> [What to do] Your task is to return the line containing "Where can you spot the large" plus every line after it, exactly and with nothing added.

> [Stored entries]
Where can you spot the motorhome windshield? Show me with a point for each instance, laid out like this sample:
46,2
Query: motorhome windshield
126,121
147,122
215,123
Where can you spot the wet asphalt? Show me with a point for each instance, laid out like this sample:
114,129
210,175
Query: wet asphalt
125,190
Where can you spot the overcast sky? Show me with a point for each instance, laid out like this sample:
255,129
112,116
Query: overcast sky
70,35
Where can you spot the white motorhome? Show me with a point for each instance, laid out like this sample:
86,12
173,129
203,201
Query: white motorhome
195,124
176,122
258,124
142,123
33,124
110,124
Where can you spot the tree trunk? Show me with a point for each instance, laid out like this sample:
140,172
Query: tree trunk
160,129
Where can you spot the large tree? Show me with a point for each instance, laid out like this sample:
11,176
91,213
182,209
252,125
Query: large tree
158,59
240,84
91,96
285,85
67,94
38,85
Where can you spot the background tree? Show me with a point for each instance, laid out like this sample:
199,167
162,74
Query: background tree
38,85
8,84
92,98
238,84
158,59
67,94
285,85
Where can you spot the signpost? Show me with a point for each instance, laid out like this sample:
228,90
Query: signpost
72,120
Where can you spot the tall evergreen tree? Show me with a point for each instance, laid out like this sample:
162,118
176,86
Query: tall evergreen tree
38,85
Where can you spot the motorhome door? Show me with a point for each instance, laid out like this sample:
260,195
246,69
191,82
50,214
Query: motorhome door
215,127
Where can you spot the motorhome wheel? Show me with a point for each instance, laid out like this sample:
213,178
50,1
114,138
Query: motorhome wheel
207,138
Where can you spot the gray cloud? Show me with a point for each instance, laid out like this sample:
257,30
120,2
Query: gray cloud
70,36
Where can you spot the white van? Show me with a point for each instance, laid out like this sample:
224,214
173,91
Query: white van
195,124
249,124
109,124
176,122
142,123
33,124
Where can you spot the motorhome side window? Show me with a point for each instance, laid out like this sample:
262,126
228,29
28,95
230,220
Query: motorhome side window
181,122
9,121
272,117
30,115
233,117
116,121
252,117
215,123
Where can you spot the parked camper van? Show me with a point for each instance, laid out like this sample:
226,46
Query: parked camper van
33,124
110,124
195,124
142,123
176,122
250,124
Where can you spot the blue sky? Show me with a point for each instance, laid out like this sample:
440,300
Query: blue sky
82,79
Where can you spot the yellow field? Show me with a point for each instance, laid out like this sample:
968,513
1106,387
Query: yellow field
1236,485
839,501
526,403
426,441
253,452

> [Written reply]
Where can you spot the large tree? Show me with a point for each instance, laid out like this sample:
11,176
91,213
182,209
252,125
Query: large tree
158,59
240,84
91,96
285,85
67,94
38,85
Where can you spot the background tree? Show me with a point for each instance, laid out like this sample:
199,167
162,74
Query: background tree
38,85
8,84
92,98
238,84
158,59
67,94
285,85
Where can you spot the signpost? Show me with a point for each instance, laid out like this sample:
228,90
Query: signpost
72,120
Where can you spot the tall evergreen tree? Show me with a point for each instance, laid out like this sample:
162,118
176,86
Query: tall evergreen tree
38,85
Where can you spot the motorhome door? Show me with a point for each instance, laid out like this sample:
260,195
246,69
191,82
50,214
Query: motorhome door
215,127
Where can you spot the motorhome wheel? Show me with a point for each instance, laid out like this sample:
213,178
50,1
114,138
Query: motorhome wheel
207,138
Where can you spot the gray cloud? Show me with a point for each instance, laid out like this sample:
257,30
120,2
Query: gray cloud
70,36
Where can you spot the white van? Show me with a point for each instance, laid out like this sample:
224,214
173,91
Query: white van
195,124
249,124
109,124
176,122
142,123
33,124
Where can you spot the motorhome side window? Show me with a point for each instance, laid out like this sample:
262,126
228,29
28,95
230,220
Query: motorhome side window
181,122
9,121
272,117
30,115
233,117
116,121
252,117
215,123
Where can you spot the parked camper van? Show me with a point for each instance, laid out like this sample:
226,46
Query: parked camper van
33,124
110,124
195,124
142,123
176,122
250,124
Where can you spot the blue sky? Show me with a point for each instance, laid out like this sample:
440,300
Query: blue sky
82,79
Where can you spot the yellow field? Show me with a point for each instance, laid out like this sample:
968,513
1106,387
Query: yellow field
1236,485
839,501
526,403
426,441
253,452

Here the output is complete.